Data excerpts:
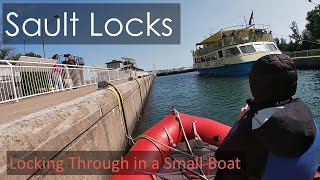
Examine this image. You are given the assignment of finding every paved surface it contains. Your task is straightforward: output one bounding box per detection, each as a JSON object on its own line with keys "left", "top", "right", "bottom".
{"left": 0, "top": 79, "right": 129, "bottom": 124}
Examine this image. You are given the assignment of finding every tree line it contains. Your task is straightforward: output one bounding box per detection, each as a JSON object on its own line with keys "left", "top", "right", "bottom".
{"left": 0, "top": 32, "right": 42, "bottom": 60}
{"left": 274, "top": 5, "right": 320, "bottom": 52}
{"left": 0, "top": 46, "right": 41, "bottom": 60}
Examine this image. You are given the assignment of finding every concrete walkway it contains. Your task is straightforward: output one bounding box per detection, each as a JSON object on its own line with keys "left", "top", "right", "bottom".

**Task item:** Copy each line, exactly, that falls between the line containing "finding every tree" and the end of the entries, both included.

**Finished exercise:**
Examine this image. You are given the assignment of finding every tree line it contains. Your task is straightforward: output one bounding box per detection, each as a JSON object on its own line with keys "left", "top", "right", "bottom".
{"left": 0, "top": 32, "right": 42, "bottom": 60}
{"left": 274, "top": 5, "right": 320, "bottom": 52}
{"left": 0, "top": 46, "right": 41, "bottom": 60}
Examine this image. You are given the assignment of finding every concrete walkway it contains. Your task is straightforward: output one bounding box per detection, each as a JSON object on its own line with keys "left", "top", "right", "bottom".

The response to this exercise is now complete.